Set down all of the records exactly, leaving none out.

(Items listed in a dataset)
_ _ _ _ _ _ _
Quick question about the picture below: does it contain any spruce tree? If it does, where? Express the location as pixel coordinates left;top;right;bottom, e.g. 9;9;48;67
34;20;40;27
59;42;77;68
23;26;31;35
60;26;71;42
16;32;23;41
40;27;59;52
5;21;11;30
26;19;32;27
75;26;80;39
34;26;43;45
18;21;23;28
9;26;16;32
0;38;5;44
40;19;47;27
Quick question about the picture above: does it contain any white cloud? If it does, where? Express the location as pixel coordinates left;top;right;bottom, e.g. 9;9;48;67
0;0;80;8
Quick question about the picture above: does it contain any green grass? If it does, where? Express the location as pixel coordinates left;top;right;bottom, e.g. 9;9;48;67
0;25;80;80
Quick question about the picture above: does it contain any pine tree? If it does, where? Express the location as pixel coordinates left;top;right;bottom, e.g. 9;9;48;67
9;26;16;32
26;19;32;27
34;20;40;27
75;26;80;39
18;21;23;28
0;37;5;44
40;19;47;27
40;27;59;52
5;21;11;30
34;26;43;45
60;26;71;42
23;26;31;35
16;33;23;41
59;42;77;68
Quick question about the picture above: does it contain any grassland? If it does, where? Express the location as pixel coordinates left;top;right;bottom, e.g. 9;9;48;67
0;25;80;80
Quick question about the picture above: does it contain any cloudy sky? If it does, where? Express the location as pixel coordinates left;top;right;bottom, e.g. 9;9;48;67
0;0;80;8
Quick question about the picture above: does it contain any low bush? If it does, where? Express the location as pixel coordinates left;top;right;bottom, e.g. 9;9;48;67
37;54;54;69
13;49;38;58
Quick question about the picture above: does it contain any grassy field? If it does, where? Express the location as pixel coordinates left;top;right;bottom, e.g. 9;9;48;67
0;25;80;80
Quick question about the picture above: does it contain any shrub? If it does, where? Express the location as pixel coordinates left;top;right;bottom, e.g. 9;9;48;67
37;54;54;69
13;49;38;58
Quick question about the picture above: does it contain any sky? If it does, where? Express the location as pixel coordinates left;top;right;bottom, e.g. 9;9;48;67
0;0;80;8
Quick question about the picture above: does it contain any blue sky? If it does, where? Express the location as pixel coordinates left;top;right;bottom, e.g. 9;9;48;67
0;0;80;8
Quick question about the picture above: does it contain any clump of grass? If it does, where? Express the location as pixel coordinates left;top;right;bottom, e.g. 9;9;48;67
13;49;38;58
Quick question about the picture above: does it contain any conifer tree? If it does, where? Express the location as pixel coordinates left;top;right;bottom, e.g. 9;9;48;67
_ _ _ _ _ _ _
● Task output
Quick question about the picture below: does it contain any spruce tree? If it does, where? Express the location as pixel coordinates left;top;right;bottom, e.g. 9;9;48;67
34;20;40;27
59;42;77;68
23;26;31;35
60;26;71;42
16;32;23;41
40;27;59;52
5;21;11;30
26;19;32;27
75;26;80;39
34;26;43;45
18;21;23;28
9;26;16;32
0;38;5;44
40;19;47;27
Quick question about the picture above: does it contain any white cloud? If it does, where? Express the location as pixel coordinates left;top;right;bottom, e.g. 9;9;48;67
0;0;80;8
Quick question about the picture above: does it contain any green grass? If it does, where? Express the location as pixel coordinates left;top;right;bottom, e.g. 9;9;48;67
0;25;80;80
Quick question about the picture above: does it contain any pine tree? If it does, where? Express the location as pixel coordinates left;top;right;bottom, e.g. 9;9;48;67
9;26;16;32
26;19;32;27
34;20;40;27
75;26;80;39
18;21;23;28
0;37;5;44
40;19;47;27
40;27;59;52
5;21;11;30
34;26;43;45
60;26;71;42
23;26;31;35
16;33;23;41
59;42;77;68
Quick question about the picture above: does it contain any grassland? If it does, where? Express the location as pixel coordinates left;top;right;bottom, e.g. 9;9;48;67
0;25;80;80
Quick question about the picture above: does it contain any cloudy sky? If it does, where? Express the location as pixel coordinates left;top;right;bottom, e.g. 9;9;48;67
0;0;80;8
Quick question about the picture above: does it contain any low bush? If it does, where? Express the location as pixel coordinates left;top;right;bottom, e.g. 9;9;48;67
37;54;54;69
13;49;38;58
Quick question about the picture above: does it contain any grassy field? If it does, where? Express the location as pixel coordinates left;top;right;bottom, e.g. 9;9;48;67
0;25;80;80
Quick question about the picture above: does it contain any shrub? If it does, where? Express the location as pixel coordinates left;top;right;bottom, e.g. 9;9;48;67
37;54;54;69
13;49;38;58
Quick question about the picture above: does it contain any sky? If it does, where? Express the location as pixel coordinates left;top;right;bottom, e.g. 9;9;48;67
0;0;80;8
Quick question about the picture above: does it contain any blue sky? If it does, where? Express the location as pixel coordinates left;top;right;bottom, e.g. 9;9;48;67
0;0;80;8
Quick question about the picture above: does it contain any clump of grass? If it does, where? Express the location as pixel coordinates left;top;right;bottom, e.g. 9;9;48;67
13;49;38;58
Quick question about the picture above: does it contain any conifer tree? If it does, where? Express the location as pixel coordinates left;top;right;bottom, e.g. 9;9;48;67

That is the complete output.